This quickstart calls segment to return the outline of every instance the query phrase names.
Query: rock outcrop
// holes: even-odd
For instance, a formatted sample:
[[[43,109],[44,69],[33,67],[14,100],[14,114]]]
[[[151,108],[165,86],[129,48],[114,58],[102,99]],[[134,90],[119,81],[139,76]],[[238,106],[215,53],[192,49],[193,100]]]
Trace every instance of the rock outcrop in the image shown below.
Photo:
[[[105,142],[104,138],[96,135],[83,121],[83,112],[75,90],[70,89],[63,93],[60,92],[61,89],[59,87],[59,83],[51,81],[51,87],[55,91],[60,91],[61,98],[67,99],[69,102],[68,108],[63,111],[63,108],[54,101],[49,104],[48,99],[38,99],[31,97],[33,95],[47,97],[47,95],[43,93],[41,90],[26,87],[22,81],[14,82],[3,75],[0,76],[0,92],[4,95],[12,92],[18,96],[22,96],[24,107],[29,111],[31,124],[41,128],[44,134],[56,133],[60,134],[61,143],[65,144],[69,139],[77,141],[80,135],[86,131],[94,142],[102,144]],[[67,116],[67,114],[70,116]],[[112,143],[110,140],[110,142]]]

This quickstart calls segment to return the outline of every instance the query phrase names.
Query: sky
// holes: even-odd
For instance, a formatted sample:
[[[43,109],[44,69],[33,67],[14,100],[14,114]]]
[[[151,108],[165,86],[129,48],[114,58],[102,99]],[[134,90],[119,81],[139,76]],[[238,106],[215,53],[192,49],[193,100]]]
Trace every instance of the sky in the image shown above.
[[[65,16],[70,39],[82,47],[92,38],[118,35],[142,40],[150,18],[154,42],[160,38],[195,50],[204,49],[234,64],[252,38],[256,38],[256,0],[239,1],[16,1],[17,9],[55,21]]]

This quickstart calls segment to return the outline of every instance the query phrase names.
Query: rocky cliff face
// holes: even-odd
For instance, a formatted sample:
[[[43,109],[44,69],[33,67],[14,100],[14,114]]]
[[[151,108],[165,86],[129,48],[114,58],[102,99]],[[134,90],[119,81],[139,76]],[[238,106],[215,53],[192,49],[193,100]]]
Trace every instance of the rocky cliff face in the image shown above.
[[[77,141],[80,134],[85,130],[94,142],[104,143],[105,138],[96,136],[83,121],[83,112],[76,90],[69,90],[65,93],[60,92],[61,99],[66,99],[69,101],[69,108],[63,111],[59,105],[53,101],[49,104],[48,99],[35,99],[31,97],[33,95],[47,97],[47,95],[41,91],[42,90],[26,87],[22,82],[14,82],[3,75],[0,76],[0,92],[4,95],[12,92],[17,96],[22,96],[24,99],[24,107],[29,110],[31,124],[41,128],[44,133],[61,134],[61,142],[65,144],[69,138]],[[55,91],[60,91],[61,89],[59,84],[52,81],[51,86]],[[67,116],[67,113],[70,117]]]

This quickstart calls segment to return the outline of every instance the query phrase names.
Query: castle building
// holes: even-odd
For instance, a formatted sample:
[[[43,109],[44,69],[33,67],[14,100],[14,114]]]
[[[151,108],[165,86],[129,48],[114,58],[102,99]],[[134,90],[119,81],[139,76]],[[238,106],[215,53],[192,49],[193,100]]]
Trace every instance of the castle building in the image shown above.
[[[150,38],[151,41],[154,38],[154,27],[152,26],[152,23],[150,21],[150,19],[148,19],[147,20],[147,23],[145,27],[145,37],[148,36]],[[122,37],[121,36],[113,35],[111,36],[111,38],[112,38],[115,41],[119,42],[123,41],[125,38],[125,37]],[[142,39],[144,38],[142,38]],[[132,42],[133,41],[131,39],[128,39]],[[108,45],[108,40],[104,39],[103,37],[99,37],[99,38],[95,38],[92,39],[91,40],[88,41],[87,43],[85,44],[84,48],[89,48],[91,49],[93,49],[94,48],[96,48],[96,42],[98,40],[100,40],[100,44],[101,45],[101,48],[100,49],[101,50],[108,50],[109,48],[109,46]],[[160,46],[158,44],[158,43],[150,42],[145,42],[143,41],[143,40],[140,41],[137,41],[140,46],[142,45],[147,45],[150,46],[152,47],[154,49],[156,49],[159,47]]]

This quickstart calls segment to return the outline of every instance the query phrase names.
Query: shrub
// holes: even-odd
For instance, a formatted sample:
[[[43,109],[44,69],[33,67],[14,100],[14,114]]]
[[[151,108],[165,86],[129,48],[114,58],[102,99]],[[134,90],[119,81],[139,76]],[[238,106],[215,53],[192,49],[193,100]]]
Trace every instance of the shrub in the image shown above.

* _Task description_:
Count the lines of the listing above that contain the word "image", and reply with the number alone.

* _Task output_:
5